╭──

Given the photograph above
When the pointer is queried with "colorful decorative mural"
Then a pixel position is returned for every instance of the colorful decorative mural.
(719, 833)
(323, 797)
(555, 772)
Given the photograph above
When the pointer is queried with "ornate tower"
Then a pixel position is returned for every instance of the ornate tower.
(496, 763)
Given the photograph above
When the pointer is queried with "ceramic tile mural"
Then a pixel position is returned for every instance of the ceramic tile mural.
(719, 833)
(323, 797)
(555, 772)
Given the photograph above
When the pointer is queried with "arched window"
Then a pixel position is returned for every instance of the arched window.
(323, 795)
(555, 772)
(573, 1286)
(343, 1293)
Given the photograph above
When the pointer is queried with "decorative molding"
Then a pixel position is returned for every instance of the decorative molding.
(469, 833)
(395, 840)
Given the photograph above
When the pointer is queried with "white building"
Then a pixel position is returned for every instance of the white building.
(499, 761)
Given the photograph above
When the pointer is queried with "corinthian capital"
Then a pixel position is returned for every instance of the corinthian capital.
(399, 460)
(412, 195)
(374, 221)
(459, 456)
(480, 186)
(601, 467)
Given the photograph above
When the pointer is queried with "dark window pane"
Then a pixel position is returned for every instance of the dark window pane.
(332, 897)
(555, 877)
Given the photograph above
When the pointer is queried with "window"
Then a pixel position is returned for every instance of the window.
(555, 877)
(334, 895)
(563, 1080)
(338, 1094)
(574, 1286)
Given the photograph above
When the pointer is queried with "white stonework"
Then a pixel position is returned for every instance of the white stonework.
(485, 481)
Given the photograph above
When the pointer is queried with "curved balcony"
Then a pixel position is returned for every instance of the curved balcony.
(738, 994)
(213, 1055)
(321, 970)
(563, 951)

╰──

* **YOUR INSTRUCTIONS**: Repeat the material above in full, exactly as it stands.

* **THE ANSWER**:
Given the photograph above
When the pointer is queried with "colorful decorative mural"
Then a pixel position is returned for every instance of the colorful decorative mural.
(719, 833)
(323, 797)
(555, 772)
Given the photograph above
When the pointer is queried with "ornate tower"
Then a pixel position is returned for every instance of the ornate tower.
(496, 763)
Given the photograph above
When the pointer is queried with "ceramic tile mural"
Then a pixel position is returned for every instance of the ceramic tile mural.
(719, 833)
(323, 797)
(555, 772)
Given the photograph above
When the pointer is queried with "arched window"
Then a pixel position is returned for every instance of the arched window.
(323, 795)
(555, 772)
(573, 1286)
(343, 1293)
Given the photograph above
When the pointer is queried with "decorative molding"
Then a pixel position is returned for every instance of the decorative molding.
(469, 833)
(395, 840)
Given the photograph above
When the pointer is queried with "white building"
Then a pixel position is returned for every instance of the white building.
(499, 761)
Given the photograph above
When the pointer is queried with "corinthian capital"
Then a pixel position is returned for every instance of the corinthian capital.
(399, 460)
(412, 195)
(374, 221)
(459, 456)
(480, 186)
(601, 467)
Given the photograph above
When the pointer is queried with "dark window pane"
Then a pixel position is returned for every instance of the dark window pane.
(332, 897)
(555, 877)
Given the photograph above
When the pointer is queried with "window"
Then a pixel position is returned for every instance of the window.
(555, 877)
(334, 895)
(563, 1080)
(338, 1094)
(574, 1286)
Given the photograph above
When the pointer is queried with "white stonework"
Then a pixel position is returned for every instance of the white stonework.
(485, 481)
Given the photograph above
When the pointer is queried with "curved balcony"
Then a pixel position is returned for every instance of the curved balcony.
(738, 994)
(213, 1055)
(321, 970)
(563, 951)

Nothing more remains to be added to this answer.